Object location annotation data
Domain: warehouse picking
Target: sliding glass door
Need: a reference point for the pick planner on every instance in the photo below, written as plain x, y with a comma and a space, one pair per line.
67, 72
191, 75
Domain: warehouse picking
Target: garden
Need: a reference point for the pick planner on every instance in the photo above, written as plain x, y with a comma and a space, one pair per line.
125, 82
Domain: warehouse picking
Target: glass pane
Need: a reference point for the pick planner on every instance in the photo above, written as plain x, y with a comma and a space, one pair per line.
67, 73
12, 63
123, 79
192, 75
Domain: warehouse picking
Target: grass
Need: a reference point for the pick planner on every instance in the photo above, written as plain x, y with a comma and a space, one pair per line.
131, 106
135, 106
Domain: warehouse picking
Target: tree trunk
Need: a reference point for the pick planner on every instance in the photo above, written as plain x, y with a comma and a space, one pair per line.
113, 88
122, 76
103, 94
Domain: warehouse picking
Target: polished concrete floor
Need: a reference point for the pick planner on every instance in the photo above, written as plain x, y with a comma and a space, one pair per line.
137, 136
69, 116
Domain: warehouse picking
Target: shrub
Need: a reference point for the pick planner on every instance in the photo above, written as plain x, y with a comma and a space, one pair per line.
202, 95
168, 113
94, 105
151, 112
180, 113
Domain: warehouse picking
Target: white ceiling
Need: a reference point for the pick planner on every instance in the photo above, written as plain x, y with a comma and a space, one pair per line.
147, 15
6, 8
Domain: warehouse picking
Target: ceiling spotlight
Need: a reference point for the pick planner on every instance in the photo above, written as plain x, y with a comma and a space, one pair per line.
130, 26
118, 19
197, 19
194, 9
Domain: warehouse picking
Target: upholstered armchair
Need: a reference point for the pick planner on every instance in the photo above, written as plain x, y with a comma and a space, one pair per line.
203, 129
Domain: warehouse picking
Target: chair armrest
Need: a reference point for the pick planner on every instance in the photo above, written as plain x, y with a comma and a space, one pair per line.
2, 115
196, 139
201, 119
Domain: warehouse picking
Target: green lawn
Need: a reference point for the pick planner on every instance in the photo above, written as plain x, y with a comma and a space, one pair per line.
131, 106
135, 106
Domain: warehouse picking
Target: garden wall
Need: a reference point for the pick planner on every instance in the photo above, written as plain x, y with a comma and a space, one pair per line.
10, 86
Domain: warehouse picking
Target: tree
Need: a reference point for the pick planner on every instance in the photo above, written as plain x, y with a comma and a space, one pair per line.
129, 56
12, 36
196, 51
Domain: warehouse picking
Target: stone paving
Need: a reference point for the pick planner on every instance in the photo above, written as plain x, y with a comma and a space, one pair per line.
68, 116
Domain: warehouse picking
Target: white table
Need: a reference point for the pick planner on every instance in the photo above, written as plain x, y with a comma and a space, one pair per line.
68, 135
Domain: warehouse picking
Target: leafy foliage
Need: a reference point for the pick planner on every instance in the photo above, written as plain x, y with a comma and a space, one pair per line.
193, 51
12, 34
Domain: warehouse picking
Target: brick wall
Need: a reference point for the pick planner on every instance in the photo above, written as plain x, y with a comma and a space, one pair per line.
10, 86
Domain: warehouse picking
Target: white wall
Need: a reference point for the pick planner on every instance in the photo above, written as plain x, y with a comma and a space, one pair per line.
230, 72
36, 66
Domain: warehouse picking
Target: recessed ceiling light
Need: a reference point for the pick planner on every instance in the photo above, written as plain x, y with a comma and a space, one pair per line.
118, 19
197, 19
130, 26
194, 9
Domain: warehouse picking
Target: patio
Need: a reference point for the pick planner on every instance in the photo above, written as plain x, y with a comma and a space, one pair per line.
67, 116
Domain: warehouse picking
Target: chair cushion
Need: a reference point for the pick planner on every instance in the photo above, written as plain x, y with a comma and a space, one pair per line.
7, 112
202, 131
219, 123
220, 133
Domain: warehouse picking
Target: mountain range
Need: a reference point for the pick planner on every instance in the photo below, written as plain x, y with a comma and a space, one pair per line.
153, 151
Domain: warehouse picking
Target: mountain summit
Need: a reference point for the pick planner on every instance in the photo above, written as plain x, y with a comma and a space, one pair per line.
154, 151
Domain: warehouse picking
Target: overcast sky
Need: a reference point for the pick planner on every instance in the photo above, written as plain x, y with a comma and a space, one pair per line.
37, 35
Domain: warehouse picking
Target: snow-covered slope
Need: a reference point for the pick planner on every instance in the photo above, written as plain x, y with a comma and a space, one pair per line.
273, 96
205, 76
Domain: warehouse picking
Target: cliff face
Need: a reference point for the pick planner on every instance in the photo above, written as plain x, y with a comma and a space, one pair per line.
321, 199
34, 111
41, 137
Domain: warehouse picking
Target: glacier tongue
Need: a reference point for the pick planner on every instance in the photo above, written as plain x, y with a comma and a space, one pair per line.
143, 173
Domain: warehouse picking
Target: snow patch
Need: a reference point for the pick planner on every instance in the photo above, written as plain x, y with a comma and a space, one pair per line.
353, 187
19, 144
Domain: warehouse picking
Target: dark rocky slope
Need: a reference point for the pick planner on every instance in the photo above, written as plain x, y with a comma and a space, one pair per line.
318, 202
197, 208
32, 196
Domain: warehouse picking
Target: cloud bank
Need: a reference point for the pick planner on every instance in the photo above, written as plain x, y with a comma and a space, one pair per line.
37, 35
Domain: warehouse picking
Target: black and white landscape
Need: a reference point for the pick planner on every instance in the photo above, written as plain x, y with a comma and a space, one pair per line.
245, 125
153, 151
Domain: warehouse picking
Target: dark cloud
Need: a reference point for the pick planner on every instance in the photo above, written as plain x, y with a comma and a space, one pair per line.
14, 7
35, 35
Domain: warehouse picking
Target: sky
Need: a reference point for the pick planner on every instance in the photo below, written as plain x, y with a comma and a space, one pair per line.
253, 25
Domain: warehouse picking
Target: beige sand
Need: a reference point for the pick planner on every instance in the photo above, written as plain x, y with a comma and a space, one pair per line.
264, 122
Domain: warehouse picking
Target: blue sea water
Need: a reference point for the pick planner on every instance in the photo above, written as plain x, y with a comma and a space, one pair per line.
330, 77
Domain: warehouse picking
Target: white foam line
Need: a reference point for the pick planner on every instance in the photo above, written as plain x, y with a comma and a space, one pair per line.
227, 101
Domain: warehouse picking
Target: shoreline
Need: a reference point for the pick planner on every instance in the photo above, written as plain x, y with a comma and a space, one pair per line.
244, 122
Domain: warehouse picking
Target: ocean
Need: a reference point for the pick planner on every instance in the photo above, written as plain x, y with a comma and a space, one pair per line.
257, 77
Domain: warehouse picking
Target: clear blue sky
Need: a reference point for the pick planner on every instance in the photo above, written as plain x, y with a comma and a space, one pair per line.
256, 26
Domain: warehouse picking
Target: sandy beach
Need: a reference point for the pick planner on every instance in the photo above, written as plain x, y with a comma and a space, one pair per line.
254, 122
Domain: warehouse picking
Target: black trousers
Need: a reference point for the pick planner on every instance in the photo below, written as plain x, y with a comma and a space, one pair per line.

THE REQUEST
Write out all of the records above exactly as they appear.

SOLUTION FOR THIS PROBLEM
Domain: warehouse picking
Target: sliding glass door
Need: a reference point for the pick planner on every instance in the photo below, written as plain x, y with a comma and a space, one pair per line.
67, 72
191, 75
Domain: warehouse picking
Target: garden
Need: a reference point for the pick planner on every instance in the photo above, written as plain x, y with a comma and a space, one pair per line.
125, 82
Domain: warehouse picking
Target: glass pane
Need: a reference point for the pick planner on every instance in the photo above, written as plain x, y with a comma and a space, one pair per line.
67, 73
12, 63
123, 79
192, 75
Domain: warehouse picking
Target: grass
Need: a reference point for the pick planner on every instance in the photo above, written as plain x, y with a comma and a space, one pair per line.
131, 106
135, 106
Domain: warehouse picking
Target: tree trunk
Need: a reference point for the pick planner on every instance in the photo above, written as plain x, y with a comma and a space, one pair per line.
113, 88
122, 76
103, 94
Domain: warehouse picking
Target: polished concrete floor
Need: a reference point for the pick planner on every instance in the photo above, written as plain x, y with a comma and a space, one pair per line.
137, 136
69, 116
Domain: warehouse picking
Target: shrub
Need: a reference point for the pick planner on every instance in the photo above, written as plain x, y with a comma and a space, one pair per line.
202, 95
168, 113
94, 105
151, 112
180, 113
Domain: warehouse picking
Target: white ceiling
Need: a reference point for the pick planner on every instance in the photo above, written as plain x, y with a comma and a space, one pair per line.
147, 15
6, 8
Domain: warehouse picking
Target: ceiling spotlight
Need: a reference point for the pick planner on every instance in the photo above, written as plain x, y with a comma and a space, one pair per line.
130, 26
118, 19
197, 19
194, 9
Domain: warehouse picking
Target: upholstered armchair
Need: a reference point for the pick planner on every instance in the photo above, written as plain x, y with a comma and a space, one pair per line.
203, 129
Domain: warehouse picking
Target: chair armrest
Need: a reference point for the pick planner on every instance in the photo above, written as plain x, y with a comma and a space, one pair per line.
2, 115
196, 139
201, 119
Domain: warehouse picking
Target: green lawn
Need: a reference point for the pick planner on every instance in the photo above, written as plain x, y with a comma and a space, one pair per line.
131, 106
135, 106
Domain: warehouse picking
Target: garden wall
Need: a reference point for the pick planner on every instance in the photo above, written as plain x, y with a comma and a space, one pair per line.
10, 86
Domain: warehouse picking
Target: tree
Need: a reference point for the pick planner on every instance in the photo above, written as plain x, y with a comma and a space, one pair per line.
129, 56
12, 36
196, 51
Domain: warehouse picking
Target: stone paving
Need: a reference point for the pick planner on every instance in the photo above, written as plain x, y with a comma and a space, one pair per line.
68, 116
Domain: warehouse picking
Target: white table
Need: a reference point for the pick planner on every instance in the photo above, written as plain x, y with a comma and a space, one pair per line.
68, 135
Domain: warehouse picking
Target: leafy foliage
Need: a reference point for the pick planner on every instance in the photo above, written as plain x, y with a comma and a space, one pair per line.
193, 51
12, 34
Domain: warehouse picking
Target: brick wall
Need: a reference point for the pick planner on every instance in the photo above, written as plain x, y with a comma and a space, one pair per line.
10, 86
Domain: warehouse picking
Target: white wall
Need: a reference point for the pick planner on every instance in the photo above, written as plain x, y with a comma and a space, one pair per line.
230, 72
36, 66
Domain: warehouse picking
Target: recessed ceiling light
Need: a reference point for the pick planner on every instance in the photo above, written as plain x, y with a comma and a space, one pair per line.
118, 19
197, 19
130, 26
194, 9
Domain: warehouse picking
Target: patio
Need: a reference point for the pick planner on every instance in the photo above, written as plain x, y with a comma and a space, one pair per line.
67, 116
Domain: warehouse picking
Target: chair cushion
Need: a reference point for the pick planner on every instance in the photo above, written as plain x, y with a comma and a space, one pair per line.
7, 112
202, 131
219, 123
220, 133
Domain: warehouse picking
Target: mountain range
Need: a reference point for the pick planner on every instance in the photo below, written as plain x, y with a comma and a space, one pair per line.
153, 151
Domain: warehouse picking
Target: mountain summit
Need: a reference point for the pick planner on every instance in the photo above, written as plain x, y with a comma and a space, one pair per line.
154, 151
Domain: warehouse picking
Target: overcast sky
Need: a reference point for the pick planner on every instance in the photo above, written as plain x, y with a comma and a space, one pair per line.
37, 35
Domain: warehouse picking
Target: snow-covered slope
Need: a reference point for the pick planner on every instance in the photo above, written as plain x, y with a comma and a space, one pair per line.
273, 96
205, 76
Domain: warehouse picking
Target: cliff face
Need: a reference point for the pick planner on every instance in the photo above, written as plain x, y with a comma and a space, one pair per line.
321, 199
34, 111
41, 137
Domain: warehouse picking
Target: glacier tongue
Need: a reference point for the pick planner on every instance in the photo above, written as plain x, y with a comma and a space, one pair per line.
143, 173
Domain: warehouse picking
Target: snow patch
Need: a reference point for the pick planner on every instance in the photo above, written as plain x, y with a comma and a space, one pair per line.
353, 187
19, 144
Domain: warehouse picking
Target: dark rocky slope
Need: a reference point for the pick planner on every instance in the photo above, written as plain x, y with a comma and a space, one pair per line.
318, 202
197, 208
32, 196
Domain: warehouse picking
Target: cloud bank
Need: a reference point for the pick planner on every instance in the photo above, written as plain x, y with a comma and a space, one pair per line.
37, 35
Domain: warehouse picking
Target: black and white landscape
Need: a reference point for the pick planner on every instance in the photo above, written as plain x, y with a comma and a space, one pair per line.
245, 125
153, 151
Domain: warehouse picking
Target: dark cloud
Need: a reference point for the pick planner on every instance in the photo above, written as plain x, y with a comma and a space, one pair per line.
14, 7
35, 35
Domain: warehouse picking
Target: sky
Need: a reference point for the pick planner on every instance in the photo below, written as plain x, y with a comma and a space, one pair per line.
253, 25
Domain: warehouse picking
Target: beige sand
Need: a reference point for the pick planner on every instance in the photo above, written as plain x, y with a comma and a space, one pair per line.
264, 122
Domain: warehouse picking
Target: blue sea water
Need: a reference point for the pick planner on every instance in the photo above, written as plain x, y with a comma and a space, one pair per line.
330, 77
Domain: warehouse picking
Target: white foam line
Need: a reference point for the pick planner on every instance in the photo above, written as plain x, y with a comma and a space, one pair per line.
227, 101
Domain: warehouse picking
Target: shoreline
Need: a reference point for the pick planner on every instance in the photo above, written as plain x, y with a comma and a space, one pair per line.
244, 122
Domain: warehouse picking
Target: ocean
Need: a reference point for the pick planner on every instance in the photo above, written as plain x, y with a comma and a space, one pair per line.
257, 77
Domain: warehouse picking
Target: clear blue sky
Need: a reference point for the pick planner on every instance in the photo above, written as plain x, y with a comma and a space, one pair per line.
256, 26
Domain: warehouse picking
Target: sandy beach
Need: a reference point for the pick planner on every instance in the photo above, written as plain x, y with a comma and a space, one pair per line.
254, 122
Domain: warehouse picking
Target: black trousers
Need: a reference point for the pick planner on every instance in the photo below, written as plain x, y with a comma and a space, one pair per line.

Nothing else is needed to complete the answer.